◆ TASK DETAILS
Starting at the line that has "In the photo above, where can the burned" and ending after the line that has "(1050, 526)", write those lines of the records out again, requests included. Shift every coordinate in the answers up by 33.

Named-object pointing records
........

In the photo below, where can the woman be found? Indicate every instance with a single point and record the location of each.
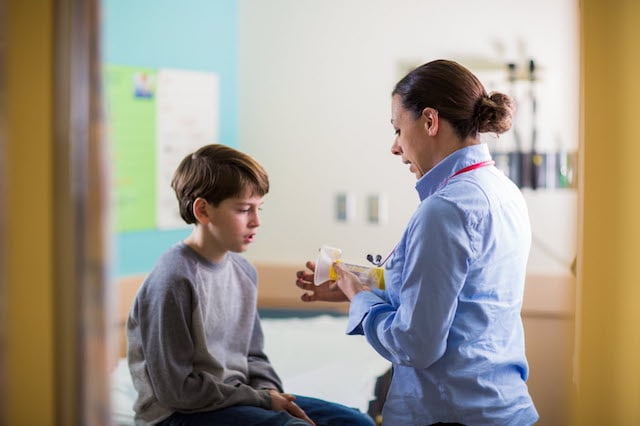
(449, 317)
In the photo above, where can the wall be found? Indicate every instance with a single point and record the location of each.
(314, 84)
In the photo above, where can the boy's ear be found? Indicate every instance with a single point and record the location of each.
(200, 210)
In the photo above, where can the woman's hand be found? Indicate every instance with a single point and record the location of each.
(348, 282)
(285, 402)
(326, 292)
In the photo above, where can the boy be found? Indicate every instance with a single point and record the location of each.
(195, 344)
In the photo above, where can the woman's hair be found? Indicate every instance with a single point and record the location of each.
(458, 96)
(215, 173)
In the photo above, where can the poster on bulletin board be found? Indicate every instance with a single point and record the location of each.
(156, 116)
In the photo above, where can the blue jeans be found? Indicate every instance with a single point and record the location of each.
(323, 413)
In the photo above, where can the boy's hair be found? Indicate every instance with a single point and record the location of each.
(216, 172)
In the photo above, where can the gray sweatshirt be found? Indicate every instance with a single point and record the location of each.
(194, 341)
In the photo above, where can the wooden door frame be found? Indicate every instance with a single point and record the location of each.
(81, 217)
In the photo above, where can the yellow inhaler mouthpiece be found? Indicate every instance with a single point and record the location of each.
(373, 277)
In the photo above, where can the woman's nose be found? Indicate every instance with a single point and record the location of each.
(395, 148)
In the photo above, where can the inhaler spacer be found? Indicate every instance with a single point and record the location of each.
(373, 277)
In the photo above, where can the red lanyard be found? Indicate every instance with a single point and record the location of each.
(471, 167)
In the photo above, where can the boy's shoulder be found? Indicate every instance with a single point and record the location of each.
(244, 264)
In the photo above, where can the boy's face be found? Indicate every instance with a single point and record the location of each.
(234, 222)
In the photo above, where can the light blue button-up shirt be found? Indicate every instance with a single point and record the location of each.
(449, 318)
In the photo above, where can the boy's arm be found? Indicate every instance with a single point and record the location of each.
(261, 373)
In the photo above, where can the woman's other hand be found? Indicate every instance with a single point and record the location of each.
(348, 282)
(285, 402)
(326, 292)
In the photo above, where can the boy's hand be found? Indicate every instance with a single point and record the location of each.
(285, 402)
(326, 292)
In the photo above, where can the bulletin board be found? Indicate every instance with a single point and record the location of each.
(170, 84)
(156, 117)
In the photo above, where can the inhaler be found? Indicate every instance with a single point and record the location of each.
(373, 277)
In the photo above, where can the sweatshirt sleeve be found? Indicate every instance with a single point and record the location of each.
(261, 372)
(161, 353)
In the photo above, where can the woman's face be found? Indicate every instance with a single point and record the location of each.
(412, 140)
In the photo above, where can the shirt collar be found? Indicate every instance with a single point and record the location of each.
(437, 176)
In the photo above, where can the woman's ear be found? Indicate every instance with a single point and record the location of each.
(200, 211)
(431, 120)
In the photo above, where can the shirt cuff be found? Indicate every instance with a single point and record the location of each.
(360, 306)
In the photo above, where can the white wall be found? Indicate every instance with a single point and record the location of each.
(314, 85)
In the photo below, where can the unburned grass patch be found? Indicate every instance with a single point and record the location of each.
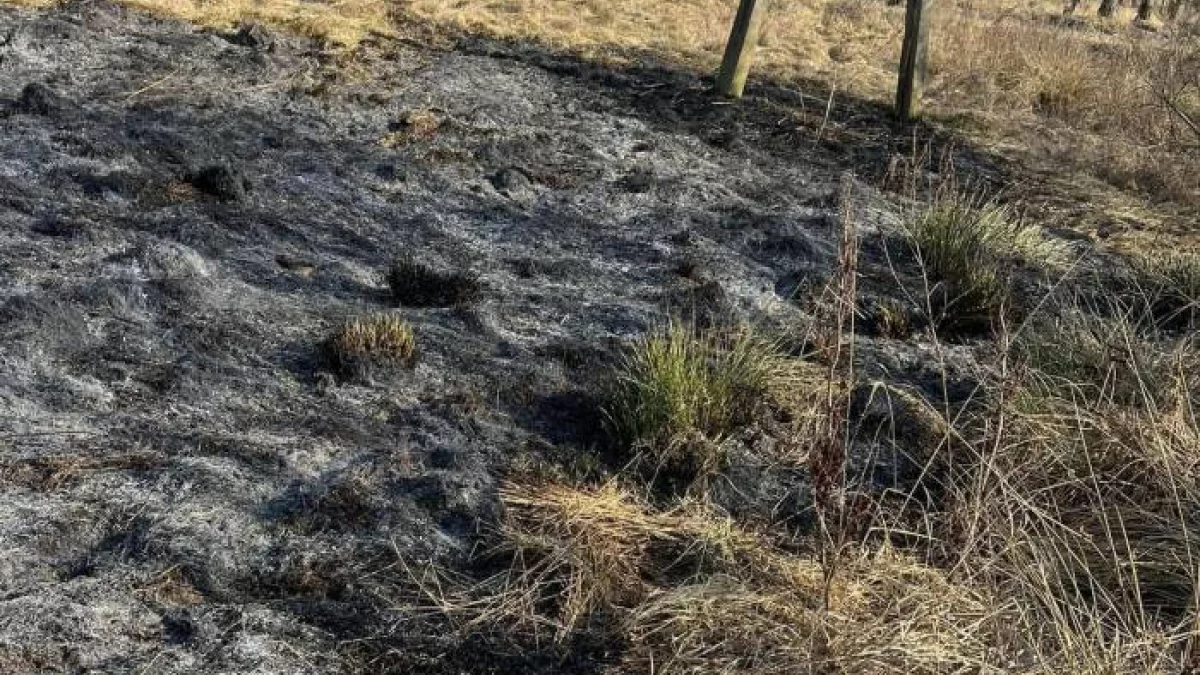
(679, 393)
(1171, 285)
(684, 590)
(967, 249)
(366, 344)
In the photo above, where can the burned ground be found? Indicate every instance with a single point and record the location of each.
(186, 216)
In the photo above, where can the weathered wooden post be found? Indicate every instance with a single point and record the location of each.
(739, 52)
(913, 57)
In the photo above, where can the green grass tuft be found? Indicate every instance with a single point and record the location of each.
(678, 393)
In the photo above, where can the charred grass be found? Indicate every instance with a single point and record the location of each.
(1050, 526)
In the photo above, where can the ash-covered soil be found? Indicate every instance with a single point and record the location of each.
(185, 216)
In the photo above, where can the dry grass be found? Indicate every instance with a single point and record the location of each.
(1171, 284)
(337, 22)
(1093, 96)
(378, 339)
(966, 246)
(693, 592)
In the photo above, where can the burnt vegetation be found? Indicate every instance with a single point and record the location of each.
(659, 383)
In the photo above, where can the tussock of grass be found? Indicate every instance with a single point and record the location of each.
(1120, 359)
(693, 592)
(378, 339)
(1171, 282)
(678, 393)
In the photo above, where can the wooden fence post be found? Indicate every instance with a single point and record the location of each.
(913, 57)
(739, 51)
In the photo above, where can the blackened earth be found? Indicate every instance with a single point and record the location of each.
(186, 215)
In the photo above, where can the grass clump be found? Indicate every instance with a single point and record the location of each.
(967, 248)
(417, 285)
(687, 590)
(369, 342)
(679, 393)
(1171, 282)
(1120, 359)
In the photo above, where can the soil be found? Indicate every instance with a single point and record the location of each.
(185, 217)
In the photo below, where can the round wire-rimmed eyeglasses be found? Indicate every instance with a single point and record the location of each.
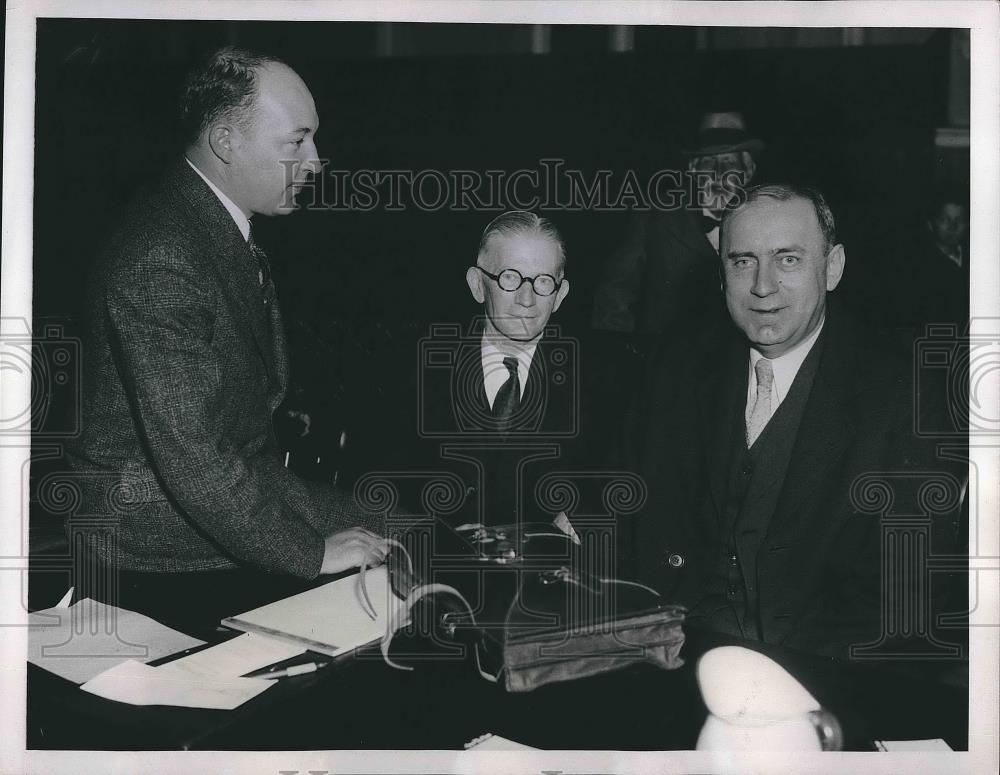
(510, 280)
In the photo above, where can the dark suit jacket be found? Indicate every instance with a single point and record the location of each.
(819, 565)
(184, 367)
(665, 271)
(448, 431)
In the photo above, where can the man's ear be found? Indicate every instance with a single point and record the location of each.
(835, 261)
(474, 279)
(561, 294)
(220, 140)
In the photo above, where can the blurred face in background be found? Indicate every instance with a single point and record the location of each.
(519, 315)
(720, 177)
(950, 226)
(777, 271)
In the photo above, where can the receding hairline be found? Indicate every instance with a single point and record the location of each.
(489, 243)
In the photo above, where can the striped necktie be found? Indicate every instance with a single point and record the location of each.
(508, 397)
(758, 415)
(263, 269)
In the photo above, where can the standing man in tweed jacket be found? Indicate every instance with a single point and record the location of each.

........

◆ THE OUTPUT
In the photo above, where can the burned ground be found? Indicate every instance with a single point and record the location of each.
(219, 249)
In the photo above, where can the weathered wooden post be found? Indicate every instance with a single point and record the location of each.
(772, 85)
(946, 90)
In the photo above, where can the green grass tuft be found? Indicate every instance with a single point and record the location of each.
(711, 426)
In the photo above, where can the charred grass be found? Indicate every instance with a single point and record the location of each.
(1083, 559)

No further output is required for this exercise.